Solicitud de trabajo 1 — Según el texto sobre Montaigne, ¿a qué edad se retiró a una de las torres de su castillo?
Solicitud de trabajo 2 — Prosigue el texto sobre el retiro de Montaigne en su torre a partir de su última oración.

En 1571, a los 38 años, Michel de Montaigne se retiró a una de las torres de su castillo, en Burdeos, Francia, para pasar los años que le quedaban de vida escribiendo. Desde ahí podía contemplar una amplia extensión de campo que se extendía más allá de sus propiedades. Sí la vista no le inspiraba lo suficiente sólo tenía que mirar dentro del estudio en el que trabajaba, en la parte más alta de la torre; decenas de vigas atravesaban el techo y en cada una de ellas había una cita; todas estaban escritas en latín y talladas cuidadosamente en la superficie de la madera: “Soy hombre y nada humano me es ajeno”, “No seas más sabio de lo necesario, se sabio con moderación”, “La vida más feliz es estar sin pensamientos”, “Por qué atormentarte con preocupaciones que están fuera de tu entorno”.

Datos proporcionados —
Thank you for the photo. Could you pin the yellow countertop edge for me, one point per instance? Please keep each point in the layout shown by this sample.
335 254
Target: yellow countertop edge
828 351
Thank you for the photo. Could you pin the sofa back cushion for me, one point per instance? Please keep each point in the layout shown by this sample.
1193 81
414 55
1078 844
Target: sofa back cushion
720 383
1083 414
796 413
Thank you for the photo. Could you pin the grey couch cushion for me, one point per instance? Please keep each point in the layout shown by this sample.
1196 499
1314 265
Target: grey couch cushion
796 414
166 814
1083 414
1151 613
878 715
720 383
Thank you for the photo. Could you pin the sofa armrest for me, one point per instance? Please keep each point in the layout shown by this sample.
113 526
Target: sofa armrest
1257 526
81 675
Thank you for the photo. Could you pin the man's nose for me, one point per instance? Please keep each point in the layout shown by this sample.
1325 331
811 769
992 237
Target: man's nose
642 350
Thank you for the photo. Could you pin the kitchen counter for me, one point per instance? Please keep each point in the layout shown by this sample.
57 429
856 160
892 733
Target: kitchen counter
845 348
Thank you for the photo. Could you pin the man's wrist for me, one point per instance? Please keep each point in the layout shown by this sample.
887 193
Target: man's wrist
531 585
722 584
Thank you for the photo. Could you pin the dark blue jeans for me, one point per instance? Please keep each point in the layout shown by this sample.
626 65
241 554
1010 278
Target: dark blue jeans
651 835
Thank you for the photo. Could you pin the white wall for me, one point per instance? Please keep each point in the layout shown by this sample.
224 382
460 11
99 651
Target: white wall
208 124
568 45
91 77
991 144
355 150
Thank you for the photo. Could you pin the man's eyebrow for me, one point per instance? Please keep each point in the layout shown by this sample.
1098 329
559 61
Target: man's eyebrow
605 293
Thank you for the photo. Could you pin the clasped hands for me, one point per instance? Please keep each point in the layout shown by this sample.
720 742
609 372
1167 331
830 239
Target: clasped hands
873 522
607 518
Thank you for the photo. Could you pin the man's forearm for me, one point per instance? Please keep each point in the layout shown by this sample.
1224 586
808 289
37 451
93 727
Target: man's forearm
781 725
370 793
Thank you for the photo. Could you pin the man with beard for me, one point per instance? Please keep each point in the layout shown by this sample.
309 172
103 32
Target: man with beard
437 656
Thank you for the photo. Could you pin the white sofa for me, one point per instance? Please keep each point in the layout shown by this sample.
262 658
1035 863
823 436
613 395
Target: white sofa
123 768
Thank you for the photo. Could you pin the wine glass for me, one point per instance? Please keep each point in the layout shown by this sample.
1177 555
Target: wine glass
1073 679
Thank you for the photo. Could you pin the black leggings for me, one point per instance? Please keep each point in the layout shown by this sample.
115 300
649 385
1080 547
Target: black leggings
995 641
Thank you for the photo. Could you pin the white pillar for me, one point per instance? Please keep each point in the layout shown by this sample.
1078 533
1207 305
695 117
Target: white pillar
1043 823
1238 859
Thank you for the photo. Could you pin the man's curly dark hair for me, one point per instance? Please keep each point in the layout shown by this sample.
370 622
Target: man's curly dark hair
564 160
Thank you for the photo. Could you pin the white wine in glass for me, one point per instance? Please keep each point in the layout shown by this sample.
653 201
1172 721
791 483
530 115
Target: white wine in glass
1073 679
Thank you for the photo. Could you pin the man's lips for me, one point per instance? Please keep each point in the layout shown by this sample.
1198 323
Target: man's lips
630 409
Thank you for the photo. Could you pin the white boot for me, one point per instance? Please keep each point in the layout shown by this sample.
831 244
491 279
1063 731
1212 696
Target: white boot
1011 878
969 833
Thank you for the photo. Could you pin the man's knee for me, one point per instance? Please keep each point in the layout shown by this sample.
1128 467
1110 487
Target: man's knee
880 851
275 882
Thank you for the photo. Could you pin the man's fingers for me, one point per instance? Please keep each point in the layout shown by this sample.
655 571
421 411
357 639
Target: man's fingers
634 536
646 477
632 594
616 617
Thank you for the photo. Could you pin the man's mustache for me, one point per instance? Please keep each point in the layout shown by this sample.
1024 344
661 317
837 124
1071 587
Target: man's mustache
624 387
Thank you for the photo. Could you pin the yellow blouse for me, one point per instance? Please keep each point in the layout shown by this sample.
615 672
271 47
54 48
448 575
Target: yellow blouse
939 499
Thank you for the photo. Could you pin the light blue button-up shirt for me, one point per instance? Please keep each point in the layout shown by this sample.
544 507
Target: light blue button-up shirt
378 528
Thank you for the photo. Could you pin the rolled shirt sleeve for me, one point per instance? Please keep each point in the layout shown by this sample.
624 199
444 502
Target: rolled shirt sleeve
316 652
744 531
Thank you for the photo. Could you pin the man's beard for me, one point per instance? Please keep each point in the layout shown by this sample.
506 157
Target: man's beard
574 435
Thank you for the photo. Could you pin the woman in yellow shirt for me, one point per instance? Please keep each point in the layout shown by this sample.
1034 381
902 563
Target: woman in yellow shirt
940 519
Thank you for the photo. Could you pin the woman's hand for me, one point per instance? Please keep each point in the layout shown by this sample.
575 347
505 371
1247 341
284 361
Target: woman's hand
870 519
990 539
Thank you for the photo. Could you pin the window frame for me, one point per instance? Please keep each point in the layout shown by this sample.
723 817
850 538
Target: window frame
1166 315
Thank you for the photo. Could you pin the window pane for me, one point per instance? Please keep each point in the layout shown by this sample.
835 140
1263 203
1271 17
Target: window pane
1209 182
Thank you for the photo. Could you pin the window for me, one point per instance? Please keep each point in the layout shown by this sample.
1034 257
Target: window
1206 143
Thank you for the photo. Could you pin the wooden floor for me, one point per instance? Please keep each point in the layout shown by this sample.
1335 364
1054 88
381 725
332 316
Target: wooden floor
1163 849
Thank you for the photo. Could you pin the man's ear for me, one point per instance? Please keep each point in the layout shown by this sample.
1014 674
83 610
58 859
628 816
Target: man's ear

Respuesta 1 — A los 38 años.

Respuesta 2 —
Al principio no sabía de que escribir. Tardó algún tiempo en encontrar un tema que lo emocionara, y cuando finalmente lo hizo, escribió algunas de las paginas más sinceras y conmovedoras en la historia de la literatura; era un tema revolucionario y original. Pero antes, tenía que advertir a sus lectores:
“Este es un libro de buena fe, lector. Desde el comienzo te advertirá que con él no persigo ningún fin trascendental, sino sólo privado y familiar; tampoco me propongo con mi obra prestarte ningún servicio, ni con ella trabajo para mi gloria, que mis fuerzas no alcanzan al logro de tal designio. Lo consagro a la comodidad particular de mis parientes y amigos para que, cuando yo muera (lo que acontecerá pronto), puedan encontrar en él algunos rasgos de mi condición y humor, y por este medio conserven más completo y más vivo el conocimiento que de mí tuvieron…” “…Así, lector, sabe que yo mismo soy el contenido de mi libro, lo cual no es razón para que pierdas tu tiempo en un asunto tan frívolo y tan baladí. Adiós, pues.”
Por supuesto, leer a Montaigne es todo menos perder el tiempo, es como dar de beber al cuerpo un gran vaso de agua fresca. Es refrescante estar en sus páginas y ver ahí sus riñones, sus tristezas, las noticias y eventos que veía todos los días, sus emociones y lo que sentía al estar en este mundo, día tras día, envuelto en el mismo misterio que nosotros cuatrocientos años más tarde, enredado en su cuerpo, en sus experiencias.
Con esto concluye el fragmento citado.